Requirement 1:
Express the records as a Markdown table with the columns "Row" and "Line", leaving out blank lines. Include only the records from the line containing "Please segment every instance of the submerged" through the end of the records.

-- Start Passage given --

While they may laugh at the Beltway press, they feel that they themselves should have the ability to take down Trump. It will be very interesting to see if this is the case. My guess-no. Trump is not the creature of Right wing talk radio either. 

Rush-who remains pretty positive on Trump-actually provides the reason why it's no in what he said yesterday. 

"I've said this a number of times, and this is something that's gonna needs to be repeated. The majority of Trump's support base does not come from the Republican base. A lot of it does, but not the majority. I mean, his support base is all over the place, demographically. He's got blue-collar people in there. He's got disaffected Democrats. He's got some Hispanics. He's got a lot of women that support him. It actually is what the Republican establishment claims they want the party to be."

Rush may be exaggerating how many Latinos like Trump-though there are some; there are, interestingly, a number of black Trump supporters too, again not a huge amount but some-but his general point is right and was confirmed by Frank Luntz's research into Trump supporters. It is not primarily movement and religious conservatives, a la, Ted Cruz. 

"First, Trump’s support is not particularly ideological. In recent YouGov polls, 20 percent of his supporters describe themselves as “liberal” or “moderate,” with 65 percent saying they are “conservative” and only 13 percent labeling themselves as “very conservative.” Less than a third of his supporters say they are involved with the Tea Party movement. Their views put them on the right side of the American electorate, but they cover the Republican mainstream."

"In terms of demographics, Trump’s supporters are a bit older, less educated and earn less than the average Republican. Slightly over half are women. About half are between 45 and 64 years of age, with another 34 percent over 65 years old and less than 2 percent younger than 30. One half of his voters have a high school education or less, compared to 19 percent with a college or post-graduate degree. Slightly over a third of his supporters earn less than $50,000 per year, while 11 percent earn over $100,000 per year. Definitely not country club Republicans, but not terribly unusual either."

But if this profile is correct, how many of them are going to leave Trump because of the criticism of Howie Carr or Glenn Beck?

In many ways, as I argued yesterday, there is an analogy between Right wing hosts and Trump and the relationship of candidate Barrack Obama in 2008 vs. much of the old black civil rights activists.

Jesse Jackson, Cornell West, Travis Smiley. In principle you'd assume they'd love the rise of Obama but at some point what frustrated a number of them was that Obama was not their creature-they did not create him and he didn't need them.

I think something like this may be starting to happen with Trump and Right wing talk radio. At the end of the day, Trump is not a conservative-he's a Right wing populist. But these are conservative talk show hosts-and conservative pundits:

"Reihan Salam, executive editor of National Review, told The New Yorker:

"Trump is not someone I consider an ideal candidate — he does not represent my line of thinking. But he is proving that certain beliefs the professional political class had about who Republican primary voters are — what they respond to, what they care about — were just incorrect."

"For those on the traditional right, one of the most infuriating aspects of Trump’s ascendance is the sense that a man described by Jeb Bush, according to Politico, as “a buffoon” and a “clown,” has wrested control of their party, an institution they have spent five decades turning into the home of principled ideologues."

-- End Passage given --
-- Start Source data --

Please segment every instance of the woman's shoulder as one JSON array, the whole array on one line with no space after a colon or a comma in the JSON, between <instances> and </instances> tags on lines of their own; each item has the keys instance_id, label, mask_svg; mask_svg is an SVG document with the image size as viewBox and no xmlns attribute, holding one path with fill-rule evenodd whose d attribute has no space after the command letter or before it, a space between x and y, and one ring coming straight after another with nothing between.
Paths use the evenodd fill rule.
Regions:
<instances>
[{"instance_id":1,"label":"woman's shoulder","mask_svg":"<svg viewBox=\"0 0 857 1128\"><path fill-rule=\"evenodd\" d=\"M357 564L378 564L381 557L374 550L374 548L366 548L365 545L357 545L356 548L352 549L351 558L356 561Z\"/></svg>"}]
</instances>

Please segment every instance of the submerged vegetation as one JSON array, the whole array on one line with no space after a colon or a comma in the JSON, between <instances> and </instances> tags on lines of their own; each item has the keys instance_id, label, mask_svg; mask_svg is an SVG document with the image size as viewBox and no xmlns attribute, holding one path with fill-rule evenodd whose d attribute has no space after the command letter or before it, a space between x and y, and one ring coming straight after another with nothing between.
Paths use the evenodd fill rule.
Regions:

-- End Source data --

Requirement 2:
In the commentary on Trump and talk radio, what percentage of Trump's supporters are over 65 years old?

Worked solution 1:
| Row | Line |
|---|---|
| 1 | Please segment every instance of the submerged vegetation as one JSON array, the whole array on one line with no space after a colon or a comma in the JSON, between <instances> and </instances> tags on lines of their own; each item has the keys instance_id, label, mask_svg; mask_svg is an SVG document with the image size as viewBox and no xmlns attribute, holding one path with fill-rule evenodd whose d attribute has no space after the command letter or before it, a space between x and y, and one ring coming straight after another with nothing between. |
| 2 | Paths use the evenodd fill rule. |
| 3 | Regions: |

Worked solution 2:
34 percent.